------ Data section
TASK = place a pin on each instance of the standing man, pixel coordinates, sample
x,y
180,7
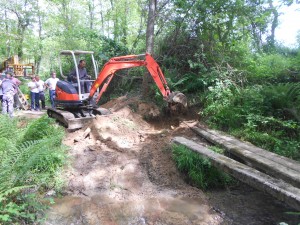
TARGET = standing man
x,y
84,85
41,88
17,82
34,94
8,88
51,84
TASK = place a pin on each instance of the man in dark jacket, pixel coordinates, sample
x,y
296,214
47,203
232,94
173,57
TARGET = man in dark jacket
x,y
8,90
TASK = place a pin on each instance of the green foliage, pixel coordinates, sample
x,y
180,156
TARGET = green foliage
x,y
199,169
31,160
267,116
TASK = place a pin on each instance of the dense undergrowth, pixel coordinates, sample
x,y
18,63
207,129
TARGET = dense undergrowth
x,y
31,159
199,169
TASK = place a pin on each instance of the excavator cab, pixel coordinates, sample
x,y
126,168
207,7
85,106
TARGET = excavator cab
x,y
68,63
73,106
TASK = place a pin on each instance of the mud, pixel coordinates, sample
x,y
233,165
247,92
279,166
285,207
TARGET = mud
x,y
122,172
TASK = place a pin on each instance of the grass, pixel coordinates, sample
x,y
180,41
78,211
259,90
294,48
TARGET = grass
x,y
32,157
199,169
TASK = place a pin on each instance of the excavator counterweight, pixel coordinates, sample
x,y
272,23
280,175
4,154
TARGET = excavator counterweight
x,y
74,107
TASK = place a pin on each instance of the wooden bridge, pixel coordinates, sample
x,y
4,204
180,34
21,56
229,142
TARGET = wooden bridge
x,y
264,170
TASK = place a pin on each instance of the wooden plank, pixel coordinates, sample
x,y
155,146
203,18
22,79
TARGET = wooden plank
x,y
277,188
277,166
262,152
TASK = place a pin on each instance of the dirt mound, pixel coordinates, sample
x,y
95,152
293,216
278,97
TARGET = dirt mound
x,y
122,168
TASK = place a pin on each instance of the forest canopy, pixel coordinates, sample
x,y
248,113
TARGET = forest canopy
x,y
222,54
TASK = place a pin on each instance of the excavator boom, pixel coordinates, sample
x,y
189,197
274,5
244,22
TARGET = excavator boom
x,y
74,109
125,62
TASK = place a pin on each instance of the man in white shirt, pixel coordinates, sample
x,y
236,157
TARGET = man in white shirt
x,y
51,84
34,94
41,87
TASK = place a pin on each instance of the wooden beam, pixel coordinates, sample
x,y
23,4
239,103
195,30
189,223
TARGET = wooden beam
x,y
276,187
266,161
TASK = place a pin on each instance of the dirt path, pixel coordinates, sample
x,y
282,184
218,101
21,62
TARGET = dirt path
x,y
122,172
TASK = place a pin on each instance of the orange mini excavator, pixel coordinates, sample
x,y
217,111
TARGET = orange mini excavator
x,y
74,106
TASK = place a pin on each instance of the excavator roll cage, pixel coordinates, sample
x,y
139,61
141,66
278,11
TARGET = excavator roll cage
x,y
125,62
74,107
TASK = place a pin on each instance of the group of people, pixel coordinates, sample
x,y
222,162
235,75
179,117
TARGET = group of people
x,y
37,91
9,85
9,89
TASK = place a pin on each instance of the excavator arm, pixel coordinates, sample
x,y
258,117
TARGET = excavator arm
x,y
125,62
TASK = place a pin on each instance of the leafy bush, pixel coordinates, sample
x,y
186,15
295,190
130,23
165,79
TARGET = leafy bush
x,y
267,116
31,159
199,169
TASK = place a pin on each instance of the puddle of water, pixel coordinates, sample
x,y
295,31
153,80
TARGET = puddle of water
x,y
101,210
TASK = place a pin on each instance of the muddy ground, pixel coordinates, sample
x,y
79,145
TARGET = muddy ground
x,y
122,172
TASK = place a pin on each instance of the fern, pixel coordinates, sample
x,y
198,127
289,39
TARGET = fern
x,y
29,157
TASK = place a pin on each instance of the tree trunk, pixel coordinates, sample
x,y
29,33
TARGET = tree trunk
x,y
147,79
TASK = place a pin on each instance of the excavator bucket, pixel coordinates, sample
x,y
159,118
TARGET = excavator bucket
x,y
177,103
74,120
------------
- _Task instructions_
In the entries above, copy the lines from the one that contains "TARGET = muddy ground" through the last line, exactly as they appear.

- _Answer below_
TARGET = muddy ground
x,y
122,172
TASK = place a pin on each instance of the fern, pixel coordinates, sample
x,y
198,127
289,39
TARGET = fern
x,y
29,157
TASK = place a pin on each instance of the tree trunk, pixel coordinates, sample
x,y
29,33
TARGET = tree trunk
x,y
147,79
TASK = place a pin on each instance of the excavator bucket, pixel coordinates, sample
x,y
159,118
TARGET = excavator bucket
x,y
177,103
74,120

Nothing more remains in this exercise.